• _WRITTEN TASK_
Emit the line that holds "Identify one point on each instance of the foliage" and all lines following it through the end of the data, verbatim, and nothing else.

• _PROVIDED DATA_
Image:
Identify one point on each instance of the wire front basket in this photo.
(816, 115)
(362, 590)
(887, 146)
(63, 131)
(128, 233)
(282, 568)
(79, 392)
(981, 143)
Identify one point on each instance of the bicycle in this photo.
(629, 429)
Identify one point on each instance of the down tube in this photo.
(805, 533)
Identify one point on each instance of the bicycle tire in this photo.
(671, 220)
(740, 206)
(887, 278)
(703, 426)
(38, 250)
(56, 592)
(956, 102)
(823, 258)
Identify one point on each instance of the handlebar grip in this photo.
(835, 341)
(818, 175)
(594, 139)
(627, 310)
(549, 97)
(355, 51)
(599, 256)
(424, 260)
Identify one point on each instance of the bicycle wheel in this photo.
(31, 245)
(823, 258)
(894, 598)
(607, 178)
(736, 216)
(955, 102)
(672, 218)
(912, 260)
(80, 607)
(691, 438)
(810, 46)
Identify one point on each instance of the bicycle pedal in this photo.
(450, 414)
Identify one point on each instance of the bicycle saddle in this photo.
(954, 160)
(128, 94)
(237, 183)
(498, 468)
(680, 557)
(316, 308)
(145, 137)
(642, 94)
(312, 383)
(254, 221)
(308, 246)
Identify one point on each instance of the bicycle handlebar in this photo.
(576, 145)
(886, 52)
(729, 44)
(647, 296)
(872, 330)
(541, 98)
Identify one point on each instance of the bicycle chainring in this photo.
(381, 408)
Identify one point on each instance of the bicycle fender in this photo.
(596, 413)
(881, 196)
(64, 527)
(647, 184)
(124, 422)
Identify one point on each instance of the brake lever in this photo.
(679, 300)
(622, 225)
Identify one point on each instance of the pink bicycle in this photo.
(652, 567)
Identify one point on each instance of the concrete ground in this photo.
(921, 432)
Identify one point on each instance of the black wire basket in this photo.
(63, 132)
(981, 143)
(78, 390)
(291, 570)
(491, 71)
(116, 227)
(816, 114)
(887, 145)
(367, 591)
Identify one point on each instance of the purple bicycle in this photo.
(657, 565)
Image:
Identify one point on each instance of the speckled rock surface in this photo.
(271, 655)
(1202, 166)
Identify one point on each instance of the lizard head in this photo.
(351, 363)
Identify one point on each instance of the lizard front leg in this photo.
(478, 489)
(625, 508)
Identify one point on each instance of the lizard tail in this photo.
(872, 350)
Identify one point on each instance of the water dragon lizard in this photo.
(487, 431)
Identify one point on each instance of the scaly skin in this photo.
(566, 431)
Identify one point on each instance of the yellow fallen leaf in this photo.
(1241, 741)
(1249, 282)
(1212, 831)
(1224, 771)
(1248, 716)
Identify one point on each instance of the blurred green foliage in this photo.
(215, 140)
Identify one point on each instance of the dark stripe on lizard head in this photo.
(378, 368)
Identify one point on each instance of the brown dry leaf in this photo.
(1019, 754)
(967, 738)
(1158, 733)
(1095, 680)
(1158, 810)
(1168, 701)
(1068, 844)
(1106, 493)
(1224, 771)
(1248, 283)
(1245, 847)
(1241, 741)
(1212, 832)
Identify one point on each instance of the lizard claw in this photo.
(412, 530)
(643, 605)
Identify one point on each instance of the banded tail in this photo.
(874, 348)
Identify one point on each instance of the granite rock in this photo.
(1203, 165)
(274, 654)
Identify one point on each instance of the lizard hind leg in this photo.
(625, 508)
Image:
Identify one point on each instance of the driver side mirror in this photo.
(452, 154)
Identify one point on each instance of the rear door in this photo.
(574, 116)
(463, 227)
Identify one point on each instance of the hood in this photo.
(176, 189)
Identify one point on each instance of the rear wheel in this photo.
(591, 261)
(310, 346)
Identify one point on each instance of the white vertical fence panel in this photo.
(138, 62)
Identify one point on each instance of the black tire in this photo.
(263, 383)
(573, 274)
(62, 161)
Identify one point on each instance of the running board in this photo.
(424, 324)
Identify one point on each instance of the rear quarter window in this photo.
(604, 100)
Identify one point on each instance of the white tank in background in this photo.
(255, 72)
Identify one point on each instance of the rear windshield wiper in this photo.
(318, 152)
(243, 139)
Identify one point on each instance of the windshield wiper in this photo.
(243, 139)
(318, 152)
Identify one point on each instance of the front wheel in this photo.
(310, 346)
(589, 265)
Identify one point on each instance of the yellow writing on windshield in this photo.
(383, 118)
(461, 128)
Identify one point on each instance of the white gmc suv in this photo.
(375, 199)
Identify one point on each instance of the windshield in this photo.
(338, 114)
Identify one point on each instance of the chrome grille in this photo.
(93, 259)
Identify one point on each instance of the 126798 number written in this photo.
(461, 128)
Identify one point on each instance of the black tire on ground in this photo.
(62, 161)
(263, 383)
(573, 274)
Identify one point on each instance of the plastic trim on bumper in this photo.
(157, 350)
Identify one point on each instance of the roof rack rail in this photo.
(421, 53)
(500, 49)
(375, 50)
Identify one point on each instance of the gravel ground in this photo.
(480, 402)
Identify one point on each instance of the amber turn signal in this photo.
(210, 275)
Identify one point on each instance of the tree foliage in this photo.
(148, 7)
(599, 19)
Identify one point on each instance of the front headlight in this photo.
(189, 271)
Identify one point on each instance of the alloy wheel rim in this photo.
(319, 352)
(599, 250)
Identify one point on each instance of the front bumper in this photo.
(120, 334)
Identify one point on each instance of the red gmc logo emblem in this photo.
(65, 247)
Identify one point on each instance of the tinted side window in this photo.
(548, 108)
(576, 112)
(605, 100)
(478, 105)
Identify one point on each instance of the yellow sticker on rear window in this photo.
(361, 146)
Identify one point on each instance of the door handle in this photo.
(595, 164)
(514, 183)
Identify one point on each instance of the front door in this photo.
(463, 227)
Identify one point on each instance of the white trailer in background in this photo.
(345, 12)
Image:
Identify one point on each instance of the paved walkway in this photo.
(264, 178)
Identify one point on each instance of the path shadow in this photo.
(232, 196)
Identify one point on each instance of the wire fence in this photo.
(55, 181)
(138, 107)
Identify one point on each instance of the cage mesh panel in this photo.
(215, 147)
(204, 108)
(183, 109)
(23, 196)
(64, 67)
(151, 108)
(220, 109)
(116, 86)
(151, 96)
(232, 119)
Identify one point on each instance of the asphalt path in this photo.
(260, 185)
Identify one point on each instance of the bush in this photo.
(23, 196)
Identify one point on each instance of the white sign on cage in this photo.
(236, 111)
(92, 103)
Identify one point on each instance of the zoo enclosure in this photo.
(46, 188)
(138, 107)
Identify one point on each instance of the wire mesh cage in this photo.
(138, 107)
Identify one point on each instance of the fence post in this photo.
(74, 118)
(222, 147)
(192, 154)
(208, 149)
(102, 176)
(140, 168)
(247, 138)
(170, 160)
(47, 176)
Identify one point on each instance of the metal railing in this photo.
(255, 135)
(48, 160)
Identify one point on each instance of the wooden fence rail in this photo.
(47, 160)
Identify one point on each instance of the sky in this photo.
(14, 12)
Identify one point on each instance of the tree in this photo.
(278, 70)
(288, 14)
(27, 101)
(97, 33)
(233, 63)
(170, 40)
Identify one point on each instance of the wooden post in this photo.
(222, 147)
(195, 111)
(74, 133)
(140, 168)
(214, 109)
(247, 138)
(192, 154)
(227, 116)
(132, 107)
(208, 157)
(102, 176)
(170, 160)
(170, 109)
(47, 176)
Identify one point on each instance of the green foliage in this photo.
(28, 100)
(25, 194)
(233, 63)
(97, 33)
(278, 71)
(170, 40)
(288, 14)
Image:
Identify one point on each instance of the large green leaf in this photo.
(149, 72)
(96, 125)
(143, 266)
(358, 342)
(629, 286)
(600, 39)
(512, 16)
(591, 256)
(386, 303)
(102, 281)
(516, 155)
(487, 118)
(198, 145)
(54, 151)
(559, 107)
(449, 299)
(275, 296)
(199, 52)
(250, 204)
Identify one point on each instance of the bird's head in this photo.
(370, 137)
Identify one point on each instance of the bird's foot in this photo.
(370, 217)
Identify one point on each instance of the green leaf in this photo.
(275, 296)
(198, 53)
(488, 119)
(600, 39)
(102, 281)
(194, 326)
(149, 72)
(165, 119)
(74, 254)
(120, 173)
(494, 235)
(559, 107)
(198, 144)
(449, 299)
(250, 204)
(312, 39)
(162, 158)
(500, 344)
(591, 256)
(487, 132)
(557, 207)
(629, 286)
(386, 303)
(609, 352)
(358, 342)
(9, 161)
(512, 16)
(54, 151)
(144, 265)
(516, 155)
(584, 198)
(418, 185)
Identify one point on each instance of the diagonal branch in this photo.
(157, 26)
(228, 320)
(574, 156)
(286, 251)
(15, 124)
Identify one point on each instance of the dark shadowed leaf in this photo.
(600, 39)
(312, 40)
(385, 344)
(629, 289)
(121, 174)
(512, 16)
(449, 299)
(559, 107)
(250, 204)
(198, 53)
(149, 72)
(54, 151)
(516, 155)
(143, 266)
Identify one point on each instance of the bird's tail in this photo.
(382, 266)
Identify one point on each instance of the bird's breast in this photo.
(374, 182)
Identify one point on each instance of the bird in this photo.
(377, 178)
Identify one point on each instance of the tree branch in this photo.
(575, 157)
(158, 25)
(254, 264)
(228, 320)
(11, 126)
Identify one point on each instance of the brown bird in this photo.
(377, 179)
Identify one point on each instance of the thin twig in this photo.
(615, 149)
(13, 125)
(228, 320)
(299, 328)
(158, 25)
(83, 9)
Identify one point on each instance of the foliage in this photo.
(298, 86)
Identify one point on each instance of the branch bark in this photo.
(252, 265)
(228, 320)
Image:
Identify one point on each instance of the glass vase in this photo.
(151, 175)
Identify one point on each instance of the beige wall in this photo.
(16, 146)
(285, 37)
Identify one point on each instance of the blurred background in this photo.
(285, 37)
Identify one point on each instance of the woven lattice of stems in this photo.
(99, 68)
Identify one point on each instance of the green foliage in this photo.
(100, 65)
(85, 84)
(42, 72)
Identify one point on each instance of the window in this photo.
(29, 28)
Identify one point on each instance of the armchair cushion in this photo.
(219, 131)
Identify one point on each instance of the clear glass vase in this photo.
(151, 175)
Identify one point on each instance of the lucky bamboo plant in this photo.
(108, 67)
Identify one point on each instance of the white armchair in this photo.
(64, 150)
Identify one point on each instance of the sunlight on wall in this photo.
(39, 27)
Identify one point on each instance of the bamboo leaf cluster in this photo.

• _ANSWER TO THIS TASK_
Identify one point on each instance of the foliage in this photo.
(298, 86)
Identify one point on each instance of the branch bark in this photo.
(252, 265)
(228, 320)
Image:
Identify one point on each instance of the glass vase in this photo.
(151, 175)
Identify one point on each instance of the beige wall in this photo.
(16, 146)
(285, 37)
Identify one point on each instance of the blurred background in this photo.
(285, 37)
Identify one point on each instance of the woven lattice of stems in this photo.
(99, 68)
Identify one point on each instance of the green foliage in this photo.
(100, 65)
(85, 84)
(42, 72)
Identify one point on each instance of the window in this photo.
(29, 28)
Identify one point on each instance of the armchair cushion in this photo.
(219, 131)
Identify one point on each instance of the clear glass vase in this photo.
(151, 175)
Identify one point on each instance of the lucky bamboo plant in this photo.
(108, 67)
Identify one point on each instance of the white armchair in this photo.
(64, 150)
Identify one point on each instance of the sunlight on wall in this photo.
(39, 27)
Identify one point on each instance of the bamboo leaf cluster in this photo.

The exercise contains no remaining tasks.